:: Exercise description ::
Here is a listing. Set it down again exactly.

=== Dataset content ===

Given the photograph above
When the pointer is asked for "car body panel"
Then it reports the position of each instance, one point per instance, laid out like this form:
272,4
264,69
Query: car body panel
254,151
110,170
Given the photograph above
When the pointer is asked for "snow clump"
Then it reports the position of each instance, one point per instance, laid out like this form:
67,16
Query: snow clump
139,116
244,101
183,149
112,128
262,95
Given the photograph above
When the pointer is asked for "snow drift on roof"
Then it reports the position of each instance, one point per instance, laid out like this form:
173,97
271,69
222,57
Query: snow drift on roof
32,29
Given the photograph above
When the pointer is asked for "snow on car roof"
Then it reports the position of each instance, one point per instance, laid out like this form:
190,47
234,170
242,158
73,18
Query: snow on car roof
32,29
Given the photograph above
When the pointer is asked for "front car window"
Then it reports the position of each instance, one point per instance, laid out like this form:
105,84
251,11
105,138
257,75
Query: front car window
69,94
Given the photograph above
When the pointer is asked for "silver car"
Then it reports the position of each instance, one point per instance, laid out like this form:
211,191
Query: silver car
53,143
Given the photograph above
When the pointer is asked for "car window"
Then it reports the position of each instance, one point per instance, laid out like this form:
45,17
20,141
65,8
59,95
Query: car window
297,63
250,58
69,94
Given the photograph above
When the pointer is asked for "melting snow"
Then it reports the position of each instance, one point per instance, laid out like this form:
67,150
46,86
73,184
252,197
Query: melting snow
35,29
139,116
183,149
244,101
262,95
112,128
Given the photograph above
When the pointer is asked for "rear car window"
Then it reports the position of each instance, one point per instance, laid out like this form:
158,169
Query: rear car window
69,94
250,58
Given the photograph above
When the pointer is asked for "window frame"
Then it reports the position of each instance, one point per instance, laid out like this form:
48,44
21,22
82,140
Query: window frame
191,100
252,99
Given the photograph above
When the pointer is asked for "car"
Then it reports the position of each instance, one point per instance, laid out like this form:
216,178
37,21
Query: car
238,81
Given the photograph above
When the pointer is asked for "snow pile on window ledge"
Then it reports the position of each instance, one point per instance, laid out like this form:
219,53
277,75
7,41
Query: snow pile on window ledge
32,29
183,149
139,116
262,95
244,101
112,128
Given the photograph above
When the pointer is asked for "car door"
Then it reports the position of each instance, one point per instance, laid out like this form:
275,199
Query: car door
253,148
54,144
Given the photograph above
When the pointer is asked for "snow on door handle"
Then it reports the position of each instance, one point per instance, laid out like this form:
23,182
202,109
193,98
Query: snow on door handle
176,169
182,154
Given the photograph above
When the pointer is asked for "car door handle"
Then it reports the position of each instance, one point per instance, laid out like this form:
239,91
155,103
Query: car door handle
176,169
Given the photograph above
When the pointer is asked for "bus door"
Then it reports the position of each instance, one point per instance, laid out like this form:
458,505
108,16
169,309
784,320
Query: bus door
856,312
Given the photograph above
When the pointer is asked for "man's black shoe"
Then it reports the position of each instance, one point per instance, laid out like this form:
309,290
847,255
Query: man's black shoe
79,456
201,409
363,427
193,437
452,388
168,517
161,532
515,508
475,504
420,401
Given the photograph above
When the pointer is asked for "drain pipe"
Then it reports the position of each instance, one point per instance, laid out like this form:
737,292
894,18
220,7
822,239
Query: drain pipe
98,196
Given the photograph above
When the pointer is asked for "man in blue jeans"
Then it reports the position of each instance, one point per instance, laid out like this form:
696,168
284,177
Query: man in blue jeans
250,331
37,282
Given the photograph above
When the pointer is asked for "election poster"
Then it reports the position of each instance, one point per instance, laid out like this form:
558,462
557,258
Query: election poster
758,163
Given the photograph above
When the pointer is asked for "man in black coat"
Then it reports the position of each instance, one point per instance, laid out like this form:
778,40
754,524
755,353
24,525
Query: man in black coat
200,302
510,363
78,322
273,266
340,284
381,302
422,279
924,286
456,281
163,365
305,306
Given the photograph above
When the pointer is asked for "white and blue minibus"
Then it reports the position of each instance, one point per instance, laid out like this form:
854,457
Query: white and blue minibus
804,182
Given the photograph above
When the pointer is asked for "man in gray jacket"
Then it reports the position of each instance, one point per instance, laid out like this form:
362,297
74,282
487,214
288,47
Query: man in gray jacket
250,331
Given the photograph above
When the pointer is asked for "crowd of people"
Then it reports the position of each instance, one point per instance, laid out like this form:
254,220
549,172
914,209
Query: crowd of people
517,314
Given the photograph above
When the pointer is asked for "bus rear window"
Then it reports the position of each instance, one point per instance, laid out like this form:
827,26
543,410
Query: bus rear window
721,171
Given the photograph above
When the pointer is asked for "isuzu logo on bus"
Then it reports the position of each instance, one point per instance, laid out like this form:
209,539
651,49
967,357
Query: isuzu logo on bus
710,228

===

:: Result below ::
Given the photograph above
When the pointer is asked for "car body panel"
Then it reports the position of each instance, one point per instance, laid out like this form:
272,4
264,69
Query: car body panel
254,151
110,170
Given the photograph above
When the pointer is asked for "snow clump"
Then it reports the position of each instance, one point per instance, laid out like this form:
67,16
Query: snow clump
139,116
244,101
183,149
112,128
262,95
Given the photograph above
When the pointer is asked for "snow drift on roof"
Then it reports the position of each instance, one point per instance, laid out like this form:
173,97
271,69
222,57
Query: snow drift on roof
32,29
Given the photograph above
When the pointer is asked for "snow on car roof"
Then it reports the position of each instance, one point per instance, laid out like this form:
190,47
234,170
242,158
73,18
Query: snow on car roof
32,29
Given the photograph above
When the pointer is asked for "front car window"
Then it reports the position of each instance, one point per instance, laid out like this form:
105,84
251,11
105,138
257,75
Query: front car window
69,94
Given the photograph above
When the pointer is asked for "silver car"
Then it reports the position of each instance, one point per instance, laid out like this form:
211,191
Query: silver car
53,143
Given the photograph above
When the pointer is asked for "car window"
Then it reports the position of each instance, one point per instance, laid out like this form:
45,17
20,141
65,8
59,95
Query: car window
297,63
250,58
69,94
Given the photograph above
When the pointer is asked for "melting snow"
Then it reports the position of each instance, one point per instance, laid out like this form:
67,150
46,86
73,184
252,197
Query: melting snow
35,29
139,116
183,149
244,101
262,95
112,128
Given the photograph above
When the pointer is asked for "rear car window"
Then it reports the position of each instance, one point per instance, laid out like this form:
158,169
Query: rear car window
69,94
250,58
Given the photograph above
When the pointer is asked for "window frame"
Then it reports the position of each instance, one point per instance, laid out like this form:
48,44
21,22
82,140
Query: window frame
191,100
252,99
Given the photograph above
When the pointer is asked for "car"
Then it reports the position of each instance, one point per instance, laid out like this form:
216,178
37,21
Query: car
238,81
Given the photograph above
When the pointer is asked for "snow pile on window ledge"
Then it reports the position of each instance, one point per instance, laid out like this form:
219,53
277,75
7,41
Query: snow pile on window ledge
32,29
183,149
139,116
262,95
244,101
112,128
Given the photograph above
When the pointer is asked for "car door"
Then it reports the position of each instance, one point per instance, laid out like this form:
275,199
Query: car door
253,148
54,144
Given the photograph above
When the pointer is asked for "snow on door handle"
Then it reports the position of each instance, one point per instance, laid out like this form:
23,182
202,109
193,98
Query: snow on door handle
176,169
182,154
Given the photograph above
When the pointer is asked for "car door handle"
Then it reports the position of each instance, one point per instance, laid out like this form:
239,91
155,103
Query: car door handle
176,169
Given the photograph above
When the pointer is asked for "bus door"
Then it reports the position of each instance, one point per instance, laid out like this form:
458,505
108,16
169,309
784,320
Query: bus door
856,312
Given the photograph above
When the pointer is asked for "man's black shoe"
Then it reports the position of each instance, one point per instance, laid out like this form:
309,290
847,255
Query: man's black shoe
79,456
201,409
363,427
193,437
452,388
168,517
161,532
515,508
475,504
420,401
Given the photograph above
When the pointer is asked for "drain pipe"
Then it reports the position of each instance, one point per instance, laid out like this form:
737,292
894,18
220,7
822,239
Query: drain pipe
98,196
Given the photograph above
When the pointer is asked for "man in blue jeans"
Then it reports the position of each instance, one point per instance, laid out like this form:
696,168
284,177
Query: man in blue jeans
250,331
37,282
Given the photograph above
When the pointer is asked for "election poster"
Then it reports the position of each instance, one point per instance, laid out like this form:
558,462
557,258
Query: election poster
758,163
Given the photograph above
When the pointer is asked for "man in black coat"
Then it reports the position of each instance, one point per instance, laid out like this form:
778,40
754,524
755,353
24,525
Query: man in black coat
200,302
510,363
78,322
273,266
340,284
381,302
422,279
924,286
456,281
163,365
305,306
Given the photograph above
When the pointer is asked for "white and blue minibus"
Then it reports the position of each instance, one point per instance, laid out like this form:
854,457
Query: white and blue minibus
804,182
Given the photograph above
When the pointer is asked for "man in gray jacket"
Then it reports the position of each instance, one point per instance, laid out like this form:
362,297
74,282
487,214
288,47
Query: man in gray jacket
250,331
Given the photograph above
When the pointer is asked for "crowd of people"
Then it reports the position of each instance, one point per instance, laid out like this form:
254,220
549,172
914,209
Query: crowd of people
517,314
Given the photograph above
When the pointer is asked for "bus rear window"
Then it reports the position of each instance, one point per instance, laid out like this form:
827,26
543,410
Query: bus rear window
721,171
Given the photograph above
When the pointer is asked for "isuzu logo on bus"
Then it reports the position of each instance, one point per instance, laid out like this form:
209,539
651,49
967,357
Query: isuzu logo on bus
710,228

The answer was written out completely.